_Work to be completed_. Can you rewrite only the data between the lines holding "This is for a safety audit: please locate the curved" and "[0, 332, 340, 949]", inclusive, swapping "curved" for "leaning" and leaving everything else unchanged?

_Materials provided_.
☆ ☆ ☆ ☆ ☆ ☆ ☆
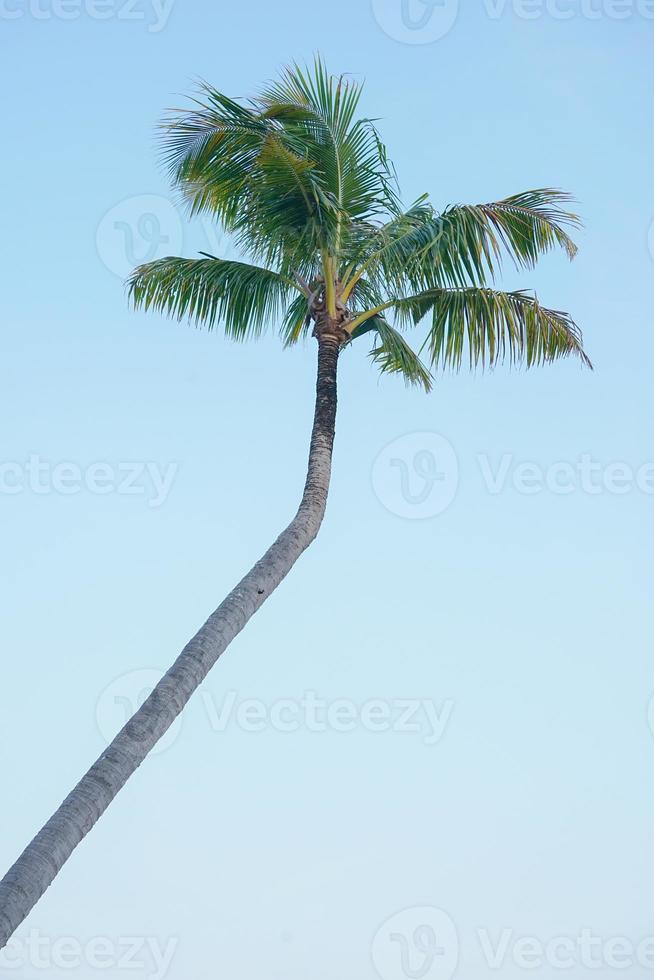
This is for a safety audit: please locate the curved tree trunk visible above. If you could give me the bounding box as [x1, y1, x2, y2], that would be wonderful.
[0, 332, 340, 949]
☆ ☆ ☆ ☆ ☆ ☆ ☆
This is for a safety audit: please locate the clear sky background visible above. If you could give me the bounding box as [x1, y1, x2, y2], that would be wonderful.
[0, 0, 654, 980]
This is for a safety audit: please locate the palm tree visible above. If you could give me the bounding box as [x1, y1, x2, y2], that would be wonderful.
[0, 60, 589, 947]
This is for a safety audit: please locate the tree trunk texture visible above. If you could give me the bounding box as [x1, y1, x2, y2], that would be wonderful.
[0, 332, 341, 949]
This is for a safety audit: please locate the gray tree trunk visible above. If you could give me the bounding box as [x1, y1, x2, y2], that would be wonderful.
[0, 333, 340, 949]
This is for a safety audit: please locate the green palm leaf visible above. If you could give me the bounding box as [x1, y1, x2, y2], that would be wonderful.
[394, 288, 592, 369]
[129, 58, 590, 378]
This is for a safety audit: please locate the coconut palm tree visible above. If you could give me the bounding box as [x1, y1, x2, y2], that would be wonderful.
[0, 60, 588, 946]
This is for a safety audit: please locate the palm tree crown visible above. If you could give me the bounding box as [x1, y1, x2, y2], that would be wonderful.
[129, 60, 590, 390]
☆ ☆ ☆ ☆ ☆ ☆ ☆
_Task result_.
This is for a safety audit: please locate the leaning tree trunk visible above. If you could give me the bounding box as [x1, y1, x2, y2], that would be wonderful.
[0, 332, 340, 949]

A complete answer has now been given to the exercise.